• _Work to do_:
Please rewrite each of the records below, swapping "marker" for "dot" wherever it appears and keeping everything else the same. Leave the pictures out of your version.

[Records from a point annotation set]
• • • • • • •

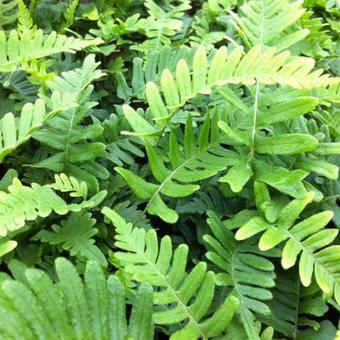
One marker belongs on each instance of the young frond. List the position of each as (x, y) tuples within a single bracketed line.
[(263, 22), (267, 68), (8, 12), (294, 307), (308, 238), (75, 152), (71, 307), (180, 298), (245, 269), (31, 45), (75, 234), (64, 183), (16, 131), (198, 162), (26, 203)]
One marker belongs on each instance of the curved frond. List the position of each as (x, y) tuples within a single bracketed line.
[(179, 297), (264, 22), (245, 269), (196, 163), (14, 132), (294, 307), (93, 308), (308, 238), (31, 45), (229, 68)]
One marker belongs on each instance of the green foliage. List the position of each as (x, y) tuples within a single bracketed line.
[(190, 294), (181, 155), (71, 307)]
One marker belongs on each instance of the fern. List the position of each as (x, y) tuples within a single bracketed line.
[(75, 234), (198, 162), (14, 132), (8, 13), (244, 269), (64, 133), (182, 297), (254, 67), (64, 183), (293, 307), (263, 22), (25, 203), (93, 308), (161, 25), (32, 45), (308, 237)]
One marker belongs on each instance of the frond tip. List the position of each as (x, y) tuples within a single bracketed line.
[(178, 296), (72, 308)]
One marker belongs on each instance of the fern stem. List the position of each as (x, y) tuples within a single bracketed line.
[(253, 132)]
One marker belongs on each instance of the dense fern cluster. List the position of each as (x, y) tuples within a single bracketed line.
[(170, 169)]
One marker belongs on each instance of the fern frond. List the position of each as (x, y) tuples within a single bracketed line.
[(14, 132), (22, 203), (178, 296), (31, 45), (150, 68), (263, 22), (308, 238), (294, 307), (197, 163), (75, 234), (254, 67), (161, 25), (245, 269), (93, 308), (25, 203), (75, 153), (64, 183), (8, 12), (25, 21)]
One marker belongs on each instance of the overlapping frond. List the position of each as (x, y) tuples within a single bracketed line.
[(89, 308), (263, 22), (16, 131), (26, 203), (72, 141), (31, 45), (8, 12), (244, 269), (229, 68), (75, 235), (179, 296), (294, 307), (198, 162), (308, 238)]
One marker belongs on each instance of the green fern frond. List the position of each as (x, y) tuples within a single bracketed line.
[(264, 22), (16, 131), (179, 296), (22, 203), (161, 25), (308, 238), (197, 163), (64, 183), (8, 12), (294, 307), (26, 203), (65, 134), (150, 69), (31, 45), (25, 21), (245, 269), (93, 308), (254, 67), (75, 234)]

• • • • • • •

• _Worked answer_:
One dot belongs on each instance of the young frond. List the position of each as (x, y) tuples within a single bracketed line.
[(263, 22), (267, 68), (8, 12), (294, 307), (308, 238), (75, 152), (71, 307), (180, 298), (245, 269), (31, 45), (75, 234), (64, 183), (16, 131), (198, 162), (26, 203)]
One dot belongs on each instance of the curved frond. List the position of each as (x, y) tuples within a single bracketed line.
[(179, 297), (264, 22), (245, 269), (196, 163), (14, 132), (294, 307), (93, 308), (308, 238), (31, 45), (229, 68)]
One dot belongs on each instance of the green foliage. List the position of each as (x, y) tuples within a single bracketed line.
[(190, 294), (181, 155), (71, 307)]
One dot belongs on each instance of the fern. List the position of each as (x, y) tuples within a single bracketed line.
[(75, 234), (198, 162), (14, 132), (8, 13), (244, 269), (64, 133), (182, 297), (254, 67), (64, 183), (293, 307), (263, 22), (25, 203), (93, 308), (161, 25), (32, 45), (308, 237)]
One dot belongs on each instance of the frond tip. List the position of each as (x, y) tuples within a single bracketed line.
[(178, 296), (72, 308)]
One dot belongs on each instance of the fern stem. List the position of each as (x, y) tuples within a single bracketed line.
[(253, 132)]
One dot belongs on each instance of the dense fern cluster. List the position of each as (x, y) tuples within a single bracketed line.
[(170, 169)]
One dot belongs on each instance of the fern frond. List the position of each as (x, y) tuples within a single bracketed line.
[(14, 132), (22, 203), (178, 296), (31, 45), (150, 68), (263, 22), (308, 238), (294, 307), (197, 163), (75, 234), (254, 67), (161, 25), (245, 269), (93, 308), (25, 203), (75, 153), (64, 183), (8, 12), (25, 21)]
One dot belongs on each instance of the overlapping frond. List the position of each as (x, y) tuples within a single bracketed line.
[(89, 308), (263, 22), (16, 131), (26, 203), (72, 141), (31, 45), (8, 12), (244, 269), (229, 68), (75, 235), (179, 296), (294, 307), (198, 162), (308, 238)]
One dot belongs on each instance of the green fern frond. List the position of each as (x, y) tuples within a single bracketed line.
[(264, 22), (16, 131), (179, 296), (22, 203), (161, 25), (308, 238), (197, 163), (64, 183), (8, 12), (294, 307), (26, 203), (65, 134), (150, 69), (31, 45), (25, 21), (245, 269), (93, 308), (254, 67), (75, 234)]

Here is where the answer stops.